# AIM OF THE EXERCISE
Locate each line in the items below that contains the word "background" with matching case, and copy those lines.

# Data items
◆ ◆ ◆

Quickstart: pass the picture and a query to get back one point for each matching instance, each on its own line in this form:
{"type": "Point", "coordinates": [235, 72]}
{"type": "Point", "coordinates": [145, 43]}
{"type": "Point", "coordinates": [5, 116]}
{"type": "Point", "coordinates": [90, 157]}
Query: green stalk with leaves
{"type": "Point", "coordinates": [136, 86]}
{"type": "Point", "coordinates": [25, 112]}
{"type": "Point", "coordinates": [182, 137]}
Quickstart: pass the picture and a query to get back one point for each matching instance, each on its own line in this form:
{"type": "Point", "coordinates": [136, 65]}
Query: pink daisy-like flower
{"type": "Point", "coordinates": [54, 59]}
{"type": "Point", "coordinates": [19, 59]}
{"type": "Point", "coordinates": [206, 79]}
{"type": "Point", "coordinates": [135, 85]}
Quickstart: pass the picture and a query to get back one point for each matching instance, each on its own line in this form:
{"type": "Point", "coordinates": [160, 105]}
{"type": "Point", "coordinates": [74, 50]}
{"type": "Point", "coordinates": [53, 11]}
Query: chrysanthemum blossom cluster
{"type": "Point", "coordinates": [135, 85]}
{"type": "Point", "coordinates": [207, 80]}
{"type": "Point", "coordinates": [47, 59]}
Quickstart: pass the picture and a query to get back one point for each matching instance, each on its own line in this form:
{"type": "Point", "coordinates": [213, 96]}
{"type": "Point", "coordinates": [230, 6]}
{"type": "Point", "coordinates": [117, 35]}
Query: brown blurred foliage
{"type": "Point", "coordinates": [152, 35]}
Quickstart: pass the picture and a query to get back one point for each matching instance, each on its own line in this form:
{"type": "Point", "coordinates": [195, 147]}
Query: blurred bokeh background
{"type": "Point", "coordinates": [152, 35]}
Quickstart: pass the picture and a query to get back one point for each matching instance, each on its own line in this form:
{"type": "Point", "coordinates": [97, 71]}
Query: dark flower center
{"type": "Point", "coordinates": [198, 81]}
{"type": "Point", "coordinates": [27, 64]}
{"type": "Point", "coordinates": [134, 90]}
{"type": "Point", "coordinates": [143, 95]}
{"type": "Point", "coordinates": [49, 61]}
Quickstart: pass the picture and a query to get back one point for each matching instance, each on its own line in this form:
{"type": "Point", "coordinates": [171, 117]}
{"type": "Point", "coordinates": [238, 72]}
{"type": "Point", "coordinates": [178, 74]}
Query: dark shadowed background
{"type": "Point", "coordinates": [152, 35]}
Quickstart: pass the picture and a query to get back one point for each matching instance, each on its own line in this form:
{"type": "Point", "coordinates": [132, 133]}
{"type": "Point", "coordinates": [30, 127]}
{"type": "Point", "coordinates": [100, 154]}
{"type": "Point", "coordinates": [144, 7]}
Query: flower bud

◆ ◆ ◆

# WORKED SOLUTION
Query: blurred bokeh background
Query: dark shadowed background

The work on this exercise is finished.